■ **Extract**
Studio album by Arisa Mizuki
- Released: December 24, 1994
- Recorded: 1994
- Genres: Pop, dance
- Length: 45:48
- Label: Nippon Columbia
- Producers: Tetsuya Komuro, Takao Konishi, Yasuharu Konishi, Arisa Mizuki (exec.), Yasuharu Ogura, Johny Taira (exec.)

Arisa Mizuki chronology
| Arisa II: Shake Your Body for Me (1992) | Arisa III: Look (1994) | Cute (1995) |

Singles from Arisa III: Look
- "Happy Wake Up!" Released: October 3, 1994;

= Arisa III: Look =

Arisa III: Look is the third studio album by Japanese recording artist Arisa Mizuki, released through Nippon Columbia on December 24, 1994. It is predominantly a pop and dance music album that features songs written and produced by an array of famous Japanese musicians, including Anri, Yasuharu Konishi (of Pizzicato Five), Keizō Nakanishi, Takao Konishi, Chika Ueda, and Tetsuya Komuro. Arisa III: Look is Mizuki's first studio album in over two years.

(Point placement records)
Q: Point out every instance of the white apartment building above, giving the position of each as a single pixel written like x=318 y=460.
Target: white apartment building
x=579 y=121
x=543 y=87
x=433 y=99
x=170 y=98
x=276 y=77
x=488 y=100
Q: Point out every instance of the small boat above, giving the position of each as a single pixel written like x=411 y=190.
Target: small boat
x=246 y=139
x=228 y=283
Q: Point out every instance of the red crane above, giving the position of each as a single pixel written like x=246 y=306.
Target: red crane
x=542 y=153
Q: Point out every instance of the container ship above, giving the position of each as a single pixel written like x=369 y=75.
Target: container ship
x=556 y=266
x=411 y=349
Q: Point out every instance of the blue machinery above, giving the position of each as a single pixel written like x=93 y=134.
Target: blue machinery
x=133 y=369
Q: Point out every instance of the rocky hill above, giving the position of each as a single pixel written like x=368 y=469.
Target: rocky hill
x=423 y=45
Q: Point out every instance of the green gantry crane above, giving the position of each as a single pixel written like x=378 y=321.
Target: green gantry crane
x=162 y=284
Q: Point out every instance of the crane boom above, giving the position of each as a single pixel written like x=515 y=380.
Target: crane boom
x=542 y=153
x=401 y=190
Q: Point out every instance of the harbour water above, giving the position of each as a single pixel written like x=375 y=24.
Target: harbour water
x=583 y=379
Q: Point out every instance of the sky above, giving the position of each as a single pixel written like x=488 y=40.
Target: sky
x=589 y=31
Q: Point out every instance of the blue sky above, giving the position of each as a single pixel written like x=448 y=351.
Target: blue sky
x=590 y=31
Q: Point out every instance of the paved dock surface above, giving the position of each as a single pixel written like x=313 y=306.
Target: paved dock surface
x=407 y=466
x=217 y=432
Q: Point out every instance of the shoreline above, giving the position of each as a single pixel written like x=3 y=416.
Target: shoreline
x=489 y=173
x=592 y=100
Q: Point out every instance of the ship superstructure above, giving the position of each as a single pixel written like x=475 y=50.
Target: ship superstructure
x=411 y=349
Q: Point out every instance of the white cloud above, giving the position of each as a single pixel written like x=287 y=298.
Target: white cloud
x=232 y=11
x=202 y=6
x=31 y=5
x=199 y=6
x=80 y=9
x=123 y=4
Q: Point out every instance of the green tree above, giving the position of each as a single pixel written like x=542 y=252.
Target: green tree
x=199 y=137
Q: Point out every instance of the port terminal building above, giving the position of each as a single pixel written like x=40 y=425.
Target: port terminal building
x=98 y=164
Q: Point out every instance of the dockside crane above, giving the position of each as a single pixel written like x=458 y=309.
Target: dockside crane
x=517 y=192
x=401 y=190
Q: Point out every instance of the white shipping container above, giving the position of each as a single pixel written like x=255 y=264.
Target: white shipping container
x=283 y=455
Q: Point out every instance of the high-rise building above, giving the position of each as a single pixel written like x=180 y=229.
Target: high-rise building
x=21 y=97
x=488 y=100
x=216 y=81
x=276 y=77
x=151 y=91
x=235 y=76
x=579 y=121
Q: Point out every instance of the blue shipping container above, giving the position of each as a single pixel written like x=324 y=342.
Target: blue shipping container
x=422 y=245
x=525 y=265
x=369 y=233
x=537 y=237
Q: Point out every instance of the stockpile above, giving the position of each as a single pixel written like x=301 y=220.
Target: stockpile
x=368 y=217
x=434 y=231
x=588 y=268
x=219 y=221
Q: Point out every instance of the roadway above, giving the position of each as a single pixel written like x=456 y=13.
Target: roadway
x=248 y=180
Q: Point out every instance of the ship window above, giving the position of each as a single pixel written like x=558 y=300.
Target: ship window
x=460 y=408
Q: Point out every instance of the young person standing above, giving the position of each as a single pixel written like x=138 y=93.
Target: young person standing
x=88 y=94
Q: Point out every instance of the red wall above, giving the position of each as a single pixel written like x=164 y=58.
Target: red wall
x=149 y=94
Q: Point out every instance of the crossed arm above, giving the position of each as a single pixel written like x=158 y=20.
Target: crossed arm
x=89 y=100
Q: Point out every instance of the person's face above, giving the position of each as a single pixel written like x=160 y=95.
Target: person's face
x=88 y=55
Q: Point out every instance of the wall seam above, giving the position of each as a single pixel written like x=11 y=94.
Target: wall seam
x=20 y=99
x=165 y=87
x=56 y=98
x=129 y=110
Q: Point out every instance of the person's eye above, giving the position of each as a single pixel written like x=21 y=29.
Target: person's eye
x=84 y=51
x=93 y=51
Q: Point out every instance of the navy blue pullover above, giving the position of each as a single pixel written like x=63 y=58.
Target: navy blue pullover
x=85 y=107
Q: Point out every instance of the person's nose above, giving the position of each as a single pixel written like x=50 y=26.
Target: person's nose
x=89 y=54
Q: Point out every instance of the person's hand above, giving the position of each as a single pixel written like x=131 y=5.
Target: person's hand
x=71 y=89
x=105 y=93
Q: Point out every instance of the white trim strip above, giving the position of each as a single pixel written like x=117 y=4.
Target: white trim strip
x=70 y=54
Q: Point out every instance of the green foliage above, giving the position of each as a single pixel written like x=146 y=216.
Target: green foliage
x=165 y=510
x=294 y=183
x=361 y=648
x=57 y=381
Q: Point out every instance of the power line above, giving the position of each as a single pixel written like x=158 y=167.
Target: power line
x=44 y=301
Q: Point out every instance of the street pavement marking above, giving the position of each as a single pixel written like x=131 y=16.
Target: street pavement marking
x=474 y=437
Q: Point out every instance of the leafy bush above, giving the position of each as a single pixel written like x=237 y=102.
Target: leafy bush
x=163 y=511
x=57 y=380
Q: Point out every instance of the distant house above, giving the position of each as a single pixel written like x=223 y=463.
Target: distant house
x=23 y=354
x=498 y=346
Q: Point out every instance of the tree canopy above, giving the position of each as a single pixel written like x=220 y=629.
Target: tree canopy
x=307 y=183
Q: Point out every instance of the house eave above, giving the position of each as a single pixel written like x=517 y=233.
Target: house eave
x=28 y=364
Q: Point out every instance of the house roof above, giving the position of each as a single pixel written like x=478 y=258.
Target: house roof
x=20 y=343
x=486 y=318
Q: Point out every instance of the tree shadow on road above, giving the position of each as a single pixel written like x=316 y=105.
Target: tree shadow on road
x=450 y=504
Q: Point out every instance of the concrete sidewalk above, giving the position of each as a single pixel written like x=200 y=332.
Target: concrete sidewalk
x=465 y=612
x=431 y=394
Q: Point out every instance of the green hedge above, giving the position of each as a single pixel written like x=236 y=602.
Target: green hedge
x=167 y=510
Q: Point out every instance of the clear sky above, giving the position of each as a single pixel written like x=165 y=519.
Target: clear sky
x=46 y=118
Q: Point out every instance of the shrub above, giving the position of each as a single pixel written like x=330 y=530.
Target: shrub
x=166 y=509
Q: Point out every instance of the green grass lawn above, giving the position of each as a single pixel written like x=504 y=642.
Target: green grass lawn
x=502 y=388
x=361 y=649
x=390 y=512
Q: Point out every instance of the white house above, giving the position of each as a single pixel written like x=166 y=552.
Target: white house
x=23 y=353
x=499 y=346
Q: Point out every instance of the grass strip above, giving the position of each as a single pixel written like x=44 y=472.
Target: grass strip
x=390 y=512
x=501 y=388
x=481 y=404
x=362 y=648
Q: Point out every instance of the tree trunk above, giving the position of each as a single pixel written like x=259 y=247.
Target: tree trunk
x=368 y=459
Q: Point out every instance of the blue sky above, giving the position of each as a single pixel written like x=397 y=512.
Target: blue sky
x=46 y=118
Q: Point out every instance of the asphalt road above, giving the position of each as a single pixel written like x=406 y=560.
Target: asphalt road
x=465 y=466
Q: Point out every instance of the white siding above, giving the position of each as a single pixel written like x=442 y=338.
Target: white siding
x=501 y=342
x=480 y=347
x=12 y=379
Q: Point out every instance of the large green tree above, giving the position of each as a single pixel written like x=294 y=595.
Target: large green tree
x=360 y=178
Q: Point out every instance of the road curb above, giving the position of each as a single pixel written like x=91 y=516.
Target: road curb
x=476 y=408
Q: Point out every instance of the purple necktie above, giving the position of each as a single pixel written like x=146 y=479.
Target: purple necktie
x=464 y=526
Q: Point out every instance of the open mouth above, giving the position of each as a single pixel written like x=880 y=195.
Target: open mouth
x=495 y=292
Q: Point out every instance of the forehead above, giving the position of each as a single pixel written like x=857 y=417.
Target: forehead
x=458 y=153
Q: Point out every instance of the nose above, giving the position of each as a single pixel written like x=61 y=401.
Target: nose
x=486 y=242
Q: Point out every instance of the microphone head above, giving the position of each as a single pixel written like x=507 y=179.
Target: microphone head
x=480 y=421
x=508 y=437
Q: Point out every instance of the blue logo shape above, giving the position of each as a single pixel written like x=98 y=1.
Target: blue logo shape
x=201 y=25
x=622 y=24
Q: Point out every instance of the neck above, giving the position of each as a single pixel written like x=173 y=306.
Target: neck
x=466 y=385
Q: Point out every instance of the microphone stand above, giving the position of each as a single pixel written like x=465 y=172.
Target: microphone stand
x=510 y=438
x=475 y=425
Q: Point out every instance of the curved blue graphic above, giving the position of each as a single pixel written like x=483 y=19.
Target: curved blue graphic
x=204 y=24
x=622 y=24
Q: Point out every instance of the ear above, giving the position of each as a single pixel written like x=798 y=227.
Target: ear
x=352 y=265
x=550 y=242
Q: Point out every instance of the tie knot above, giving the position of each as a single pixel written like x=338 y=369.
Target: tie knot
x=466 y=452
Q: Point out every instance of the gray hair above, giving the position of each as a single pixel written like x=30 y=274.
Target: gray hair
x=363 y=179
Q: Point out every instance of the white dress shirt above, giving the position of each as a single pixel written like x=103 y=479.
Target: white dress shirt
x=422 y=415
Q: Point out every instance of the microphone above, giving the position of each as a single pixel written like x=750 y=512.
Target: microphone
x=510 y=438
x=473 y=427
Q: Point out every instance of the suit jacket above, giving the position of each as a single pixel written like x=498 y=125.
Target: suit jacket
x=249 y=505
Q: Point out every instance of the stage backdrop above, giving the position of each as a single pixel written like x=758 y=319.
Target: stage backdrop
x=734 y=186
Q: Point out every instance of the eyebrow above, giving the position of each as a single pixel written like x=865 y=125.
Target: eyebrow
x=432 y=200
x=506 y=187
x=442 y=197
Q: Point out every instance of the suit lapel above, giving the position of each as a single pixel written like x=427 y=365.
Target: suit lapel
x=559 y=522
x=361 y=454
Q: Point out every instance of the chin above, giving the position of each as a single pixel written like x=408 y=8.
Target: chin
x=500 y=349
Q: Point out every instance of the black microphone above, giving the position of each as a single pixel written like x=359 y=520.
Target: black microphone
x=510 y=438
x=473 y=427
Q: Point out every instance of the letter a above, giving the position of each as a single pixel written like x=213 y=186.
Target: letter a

■ **Exercise objective**
Answer these questions using the text about Arisa III: Look:
1. What is the album's total length?
2. Which single from the album came out on October 3, 1994?
3. Which album followed it in Arisa Mizuki's chronology?

■ **Full solution**
1. 45:48
2. "Happy Wake Up!"
3. Cute (1995)